## Extrait à lire
☆ ☆ ☆ ☆ ☆
Considérant que :
– Les deltas, estuaires, zones humides, combinent une diversité de milieux et comptent parmi les zones les plus fertiles et riches en biodiversité au monde.
– Depuis quatre siècles, les logiques coloniales, productivistes et industrielles ont sculpté ces paysages, asséché les zones humides, figé la Loire et artificialisé ses berges.
– Le Grand Port de Nantes-Saint-Nazaire perpétue aujourd’hui l’appropriation de ressources des anciennes colonies : bois d’Afrique, soja et viandes d’Amériques du Sud, hydrocarbures
– Que les aménagements récents sont poussés par les intérêts financiers d’un cartel industriel et soutenus par des pouvoirs publics qui nient la pollution généralisée, méprisent le bien-être des populations locales, et organisent une désinformation généralisée en minimisant par exemple les risques de submersions futures et de catastrophes industrielles.
– L’industrie des énergies renouvelables, nouvelle vitrine verte du Port, se construit sur le même modèle extractiviste via l’appropriation exponentielle de terres arables, d’énergies fossiles, et de matériaux rares, issues principalement des anciennes colonies.
– Les récentes tentatives de communication des bétonneurs sur les « énergies vertes » ou encore leurs discours sur la « compensation écologique » et le « zéro artificialisation nette » dissimulent des pratiques d’exploitations toujours aussi toxiques pour les milieux, la poursuite d’une idéologie capitaliste et l’exclusion des populations locales des décisions concernant l’aménagement de leur territoire.
☆ ☆ ☆ ☆ ☆
## Données fournies
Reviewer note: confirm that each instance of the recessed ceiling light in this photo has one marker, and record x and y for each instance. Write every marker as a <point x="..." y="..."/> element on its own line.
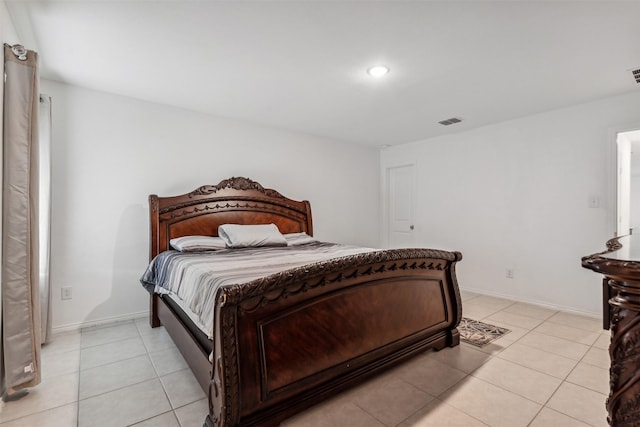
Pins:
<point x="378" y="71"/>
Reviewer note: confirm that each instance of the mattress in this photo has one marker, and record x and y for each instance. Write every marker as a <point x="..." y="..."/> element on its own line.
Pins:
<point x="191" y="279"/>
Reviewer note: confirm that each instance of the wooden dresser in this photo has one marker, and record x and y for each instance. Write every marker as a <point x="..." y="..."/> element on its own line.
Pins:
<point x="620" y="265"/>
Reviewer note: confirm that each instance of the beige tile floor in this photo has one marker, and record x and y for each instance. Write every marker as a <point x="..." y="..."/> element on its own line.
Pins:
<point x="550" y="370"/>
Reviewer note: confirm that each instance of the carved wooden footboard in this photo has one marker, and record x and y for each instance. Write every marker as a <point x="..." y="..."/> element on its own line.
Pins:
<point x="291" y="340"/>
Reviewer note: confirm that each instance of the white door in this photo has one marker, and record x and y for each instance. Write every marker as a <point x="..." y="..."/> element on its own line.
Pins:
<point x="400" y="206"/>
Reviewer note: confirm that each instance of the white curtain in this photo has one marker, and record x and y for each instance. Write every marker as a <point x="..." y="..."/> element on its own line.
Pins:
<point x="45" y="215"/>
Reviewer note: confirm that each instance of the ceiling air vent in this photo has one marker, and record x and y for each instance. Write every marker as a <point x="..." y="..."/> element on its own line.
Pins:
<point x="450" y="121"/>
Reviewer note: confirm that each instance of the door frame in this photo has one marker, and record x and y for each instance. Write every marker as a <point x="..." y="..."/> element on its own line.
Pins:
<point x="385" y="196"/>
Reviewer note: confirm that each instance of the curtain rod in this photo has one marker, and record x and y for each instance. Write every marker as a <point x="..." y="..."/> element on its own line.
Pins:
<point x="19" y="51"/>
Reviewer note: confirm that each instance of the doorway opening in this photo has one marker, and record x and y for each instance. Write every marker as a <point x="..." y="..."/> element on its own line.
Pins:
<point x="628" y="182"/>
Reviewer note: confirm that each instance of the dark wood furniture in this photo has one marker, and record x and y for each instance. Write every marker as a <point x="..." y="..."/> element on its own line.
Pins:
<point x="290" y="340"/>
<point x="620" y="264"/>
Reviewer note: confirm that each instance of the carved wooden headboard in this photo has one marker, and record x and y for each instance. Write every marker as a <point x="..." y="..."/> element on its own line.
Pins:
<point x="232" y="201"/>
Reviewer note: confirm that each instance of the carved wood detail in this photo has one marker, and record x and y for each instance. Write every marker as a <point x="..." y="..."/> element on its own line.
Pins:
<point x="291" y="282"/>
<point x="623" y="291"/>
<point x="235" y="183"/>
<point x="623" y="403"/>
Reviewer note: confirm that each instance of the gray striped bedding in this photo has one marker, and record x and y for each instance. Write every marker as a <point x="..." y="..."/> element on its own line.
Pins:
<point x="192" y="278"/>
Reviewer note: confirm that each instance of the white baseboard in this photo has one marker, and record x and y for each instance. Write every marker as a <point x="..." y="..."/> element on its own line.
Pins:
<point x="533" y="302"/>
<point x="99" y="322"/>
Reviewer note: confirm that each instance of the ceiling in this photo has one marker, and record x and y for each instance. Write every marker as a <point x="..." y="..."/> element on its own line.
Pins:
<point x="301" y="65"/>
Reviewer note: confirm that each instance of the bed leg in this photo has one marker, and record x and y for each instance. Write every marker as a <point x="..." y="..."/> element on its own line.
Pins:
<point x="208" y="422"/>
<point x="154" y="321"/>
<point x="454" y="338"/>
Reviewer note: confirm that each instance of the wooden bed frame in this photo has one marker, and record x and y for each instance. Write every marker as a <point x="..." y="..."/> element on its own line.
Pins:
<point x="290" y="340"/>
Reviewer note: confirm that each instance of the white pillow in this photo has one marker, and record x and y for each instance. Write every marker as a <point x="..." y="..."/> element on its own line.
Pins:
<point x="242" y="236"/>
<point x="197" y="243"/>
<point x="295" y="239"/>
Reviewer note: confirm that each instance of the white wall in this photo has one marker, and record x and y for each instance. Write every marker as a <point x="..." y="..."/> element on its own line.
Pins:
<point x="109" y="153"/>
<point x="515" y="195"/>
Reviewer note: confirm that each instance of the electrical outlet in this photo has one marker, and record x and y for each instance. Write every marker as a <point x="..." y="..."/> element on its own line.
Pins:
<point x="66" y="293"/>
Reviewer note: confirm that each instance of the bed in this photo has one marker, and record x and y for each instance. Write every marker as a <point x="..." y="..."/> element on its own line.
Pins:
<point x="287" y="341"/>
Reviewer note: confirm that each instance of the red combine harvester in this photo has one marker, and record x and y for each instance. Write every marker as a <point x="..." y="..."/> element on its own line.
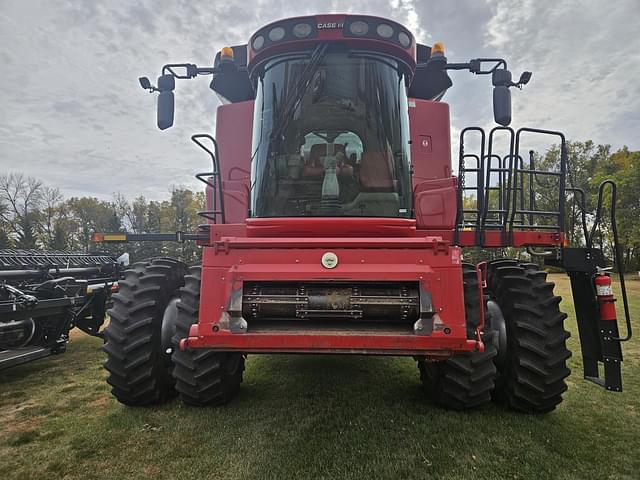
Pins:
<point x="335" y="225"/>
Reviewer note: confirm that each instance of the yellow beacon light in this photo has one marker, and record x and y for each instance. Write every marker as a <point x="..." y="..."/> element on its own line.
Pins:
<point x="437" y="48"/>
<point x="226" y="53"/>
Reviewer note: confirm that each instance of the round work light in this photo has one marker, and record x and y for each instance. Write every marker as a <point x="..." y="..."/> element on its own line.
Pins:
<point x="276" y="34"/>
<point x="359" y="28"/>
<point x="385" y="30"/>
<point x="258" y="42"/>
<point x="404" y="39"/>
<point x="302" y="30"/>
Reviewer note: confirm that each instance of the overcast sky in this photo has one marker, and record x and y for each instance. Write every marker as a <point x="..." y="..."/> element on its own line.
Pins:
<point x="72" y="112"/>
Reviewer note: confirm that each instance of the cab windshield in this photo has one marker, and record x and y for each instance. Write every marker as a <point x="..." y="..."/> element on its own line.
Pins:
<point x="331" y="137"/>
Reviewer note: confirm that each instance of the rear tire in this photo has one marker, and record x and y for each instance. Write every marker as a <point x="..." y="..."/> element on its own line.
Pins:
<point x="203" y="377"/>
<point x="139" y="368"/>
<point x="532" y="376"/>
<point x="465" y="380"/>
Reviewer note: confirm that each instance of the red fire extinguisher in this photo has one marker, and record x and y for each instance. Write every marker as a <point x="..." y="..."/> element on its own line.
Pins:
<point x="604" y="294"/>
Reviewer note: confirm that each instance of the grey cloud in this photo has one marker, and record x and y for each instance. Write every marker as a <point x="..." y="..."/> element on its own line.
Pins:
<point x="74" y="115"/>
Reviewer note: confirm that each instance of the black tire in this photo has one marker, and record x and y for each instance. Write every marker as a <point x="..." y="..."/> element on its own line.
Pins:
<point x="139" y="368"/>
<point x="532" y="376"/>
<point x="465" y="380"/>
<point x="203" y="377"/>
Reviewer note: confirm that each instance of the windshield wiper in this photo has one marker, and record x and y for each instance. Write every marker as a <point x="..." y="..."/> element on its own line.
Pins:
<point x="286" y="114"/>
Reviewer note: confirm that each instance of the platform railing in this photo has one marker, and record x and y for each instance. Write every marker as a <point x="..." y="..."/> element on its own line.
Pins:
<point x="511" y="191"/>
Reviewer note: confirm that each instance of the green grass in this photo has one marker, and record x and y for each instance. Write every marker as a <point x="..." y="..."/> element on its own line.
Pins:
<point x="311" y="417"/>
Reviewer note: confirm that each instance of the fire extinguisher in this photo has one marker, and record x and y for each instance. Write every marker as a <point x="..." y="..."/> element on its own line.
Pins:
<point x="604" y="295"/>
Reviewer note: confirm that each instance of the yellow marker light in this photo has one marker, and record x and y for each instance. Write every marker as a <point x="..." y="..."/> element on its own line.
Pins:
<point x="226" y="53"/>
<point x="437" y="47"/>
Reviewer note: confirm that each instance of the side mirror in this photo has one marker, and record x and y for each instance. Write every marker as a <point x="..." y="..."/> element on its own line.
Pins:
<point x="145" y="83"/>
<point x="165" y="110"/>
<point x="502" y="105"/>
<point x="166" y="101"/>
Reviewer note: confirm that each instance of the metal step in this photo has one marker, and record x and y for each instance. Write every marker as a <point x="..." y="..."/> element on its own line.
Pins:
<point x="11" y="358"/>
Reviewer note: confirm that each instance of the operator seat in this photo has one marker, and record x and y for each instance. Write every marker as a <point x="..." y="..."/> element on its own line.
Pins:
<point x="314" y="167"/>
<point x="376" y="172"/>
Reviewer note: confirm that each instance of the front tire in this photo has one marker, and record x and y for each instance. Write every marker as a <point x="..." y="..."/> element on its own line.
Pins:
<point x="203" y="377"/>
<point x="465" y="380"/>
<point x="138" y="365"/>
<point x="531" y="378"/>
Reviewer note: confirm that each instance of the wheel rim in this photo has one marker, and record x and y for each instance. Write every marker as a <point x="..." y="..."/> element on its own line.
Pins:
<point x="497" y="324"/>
☆ ☆ ☆ ☆ ☆
## Consigne
Répondez à ces questions sur l'extrait, en reprenant les mêmes lettres pour vos réponses.
(a) Depuis combien de temps les logiques coloniales, productivistes et industrielles ont-elles sculpté ces paysages ?
(b) Quelles ressources des anciennes colonies le Grand Port de Nantes-Saint-Nazaire continue-t-il de s'approprier ?
(c) Quelle industrie est présentée comme la nouvelle vitrine verte du Port ?
Les lignes forment un matériau à part, sans lien avec l'extrait.

## Résultat
(a) Depuis quatre siècles.
(b) Le bois d'Afrique, le soja et les viandes d'Amériques du Sud, et les hydrocarbures.
(c) L'industrie des énergies renouvelables.